## <center> Indian Food
Indian cuisine consists of a variety of regional and traditional cuisines native to the Indian subcontinent. Given the diversity in soil, climate, culture, ethnic groups, and occupations, these cuisines vary substantially and use locally available spices, herbs, vegetables, and fruits. 
We have the information about various Indian dishes, their ingredients, their place of origin, etc
![image.png](attachment:image.png)

## Column Description

name : name of the dish

ingredients : main ingredients used

diet : type of diet - either vegetarian or non vegetarian

prep_time : preparation time

cook_time : cooking time

flavor_profile : flavor profile includes whether the dish is spicy, sweet, bitter, etc

course : course of meal - starter, main course, dessert, etc

state : state where the dish is famous or is originated

region : region where the state belongs

Presence of -1 in any of the columns indicates NaN value.



In [None]:
#importing all the necessary libraries

#for mathematical operations
import numpy as np

#for data manipulation
import pandas as pd

#for data visualisation
import matplotlib.pyplot as plt
import seaborn as sns

#for ignoring warnings
import warnings
warnings.filterwarnings("ignore")

#for data profiling
import pandas_profiling

In [None]:
#Reading the dataset
data = pd.read_csv('../input/indian-food-101/indian_food.csv')

In [None]:
#Checking the head of the data
data.head()

In [None]:
#Checking the tail of the data
data.tail()

In [None]:
#Checking the shape of the dataset
data.shape
print("There are {0} rows and {1} columns in the dataset".format(data.shape[0],data.shape[1]))

### SET EXERCISE A:
In the Indian food notebook, what does a value of -1 in any column mean?

Excerpts from location labeling data:
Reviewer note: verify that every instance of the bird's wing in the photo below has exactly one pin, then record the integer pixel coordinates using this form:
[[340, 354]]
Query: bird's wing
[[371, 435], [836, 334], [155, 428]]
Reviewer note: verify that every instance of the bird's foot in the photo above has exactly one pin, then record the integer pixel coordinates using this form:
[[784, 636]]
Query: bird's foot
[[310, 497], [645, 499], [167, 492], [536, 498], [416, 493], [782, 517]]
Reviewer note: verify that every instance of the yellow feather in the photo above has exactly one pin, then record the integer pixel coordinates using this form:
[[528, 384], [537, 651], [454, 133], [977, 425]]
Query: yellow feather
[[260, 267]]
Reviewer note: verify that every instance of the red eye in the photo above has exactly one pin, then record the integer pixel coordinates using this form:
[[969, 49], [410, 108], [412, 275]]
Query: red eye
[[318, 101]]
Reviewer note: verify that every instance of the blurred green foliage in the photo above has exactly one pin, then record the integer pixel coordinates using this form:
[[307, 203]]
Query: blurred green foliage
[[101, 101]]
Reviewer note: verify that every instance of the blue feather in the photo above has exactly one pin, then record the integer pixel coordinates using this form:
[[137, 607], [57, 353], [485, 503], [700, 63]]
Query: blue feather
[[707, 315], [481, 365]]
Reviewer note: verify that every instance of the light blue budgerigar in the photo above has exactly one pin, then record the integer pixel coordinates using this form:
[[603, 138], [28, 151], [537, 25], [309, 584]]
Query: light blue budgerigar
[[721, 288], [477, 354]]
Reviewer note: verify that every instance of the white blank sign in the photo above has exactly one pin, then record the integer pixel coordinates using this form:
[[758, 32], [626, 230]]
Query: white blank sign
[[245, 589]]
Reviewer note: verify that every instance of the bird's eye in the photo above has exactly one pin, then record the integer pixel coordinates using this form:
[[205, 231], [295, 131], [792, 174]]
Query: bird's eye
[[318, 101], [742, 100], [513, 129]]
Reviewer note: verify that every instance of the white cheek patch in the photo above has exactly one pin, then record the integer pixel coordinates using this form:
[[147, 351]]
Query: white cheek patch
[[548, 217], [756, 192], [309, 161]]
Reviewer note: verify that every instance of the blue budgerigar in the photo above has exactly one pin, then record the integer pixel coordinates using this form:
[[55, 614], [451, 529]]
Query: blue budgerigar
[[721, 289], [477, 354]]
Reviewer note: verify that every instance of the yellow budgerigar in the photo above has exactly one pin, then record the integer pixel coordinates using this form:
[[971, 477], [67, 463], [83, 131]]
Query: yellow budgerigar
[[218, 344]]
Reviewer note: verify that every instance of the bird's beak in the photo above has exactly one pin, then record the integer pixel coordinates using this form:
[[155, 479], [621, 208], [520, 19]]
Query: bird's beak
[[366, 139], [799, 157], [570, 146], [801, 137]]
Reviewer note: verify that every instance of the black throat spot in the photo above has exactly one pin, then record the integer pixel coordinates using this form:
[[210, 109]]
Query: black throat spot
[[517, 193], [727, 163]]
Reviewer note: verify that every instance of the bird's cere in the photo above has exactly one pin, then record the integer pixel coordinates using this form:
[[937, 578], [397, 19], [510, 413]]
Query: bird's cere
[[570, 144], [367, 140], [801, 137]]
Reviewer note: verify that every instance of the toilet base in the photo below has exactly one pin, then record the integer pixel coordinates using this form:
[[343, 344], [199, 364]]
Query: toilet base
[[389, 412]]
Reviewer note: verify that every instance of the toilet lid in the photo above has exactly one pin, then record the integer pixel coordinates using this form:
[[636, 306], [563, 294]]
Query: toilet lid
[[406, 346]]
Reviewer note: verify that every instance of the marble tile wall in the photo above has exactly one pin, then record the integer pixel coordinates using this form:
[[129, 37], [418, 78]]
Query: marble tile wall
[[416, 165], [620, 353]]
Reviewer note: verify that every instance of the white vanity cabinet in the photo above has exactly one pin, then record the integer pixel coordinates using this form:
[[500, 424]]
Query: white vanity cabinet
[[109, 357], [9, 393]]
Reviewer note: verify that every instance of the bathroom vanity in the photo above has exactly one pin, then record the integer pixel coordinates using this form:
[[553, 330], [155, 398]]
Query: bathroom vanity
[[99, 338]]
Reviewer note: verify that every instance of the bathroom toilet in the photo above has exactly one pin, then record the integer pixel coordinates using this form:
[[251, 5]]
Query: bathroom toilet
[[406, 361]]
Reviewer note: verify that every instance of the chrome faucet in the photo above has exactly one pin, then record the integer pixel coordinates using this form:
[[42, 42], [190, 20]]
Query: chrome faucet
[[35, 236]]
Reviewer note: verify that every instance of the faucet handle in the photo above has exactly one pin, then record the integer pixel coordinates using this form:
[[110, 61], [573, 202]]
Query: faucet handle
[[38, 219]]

### SET EXERCISE B:
Copy the listing above word for word. Start at its first line and stop after the line that contains "493], [782, 517]]".

### CORRECT RESULT A:
It means a NaN value.

### CORRECT RESULT B:
Reviewer note: verify that every instance of the bird's wing in the photo below has exactly one pin, then record the integer pixel coordinates using this form:
[[340, 354]]
Query: bird's wing
[[371, 435], [836, 334], [155, 428]]
Reviewer note: verify that every instance of the bird's foot in the photo above has exactly one pin, then record the integer pixel coordinates using this form:
[[784, 636]]
Query: bird's foot
[[310, 497], [645, 499], [167, 492], [536, 498], [416, 493], [782, 517]]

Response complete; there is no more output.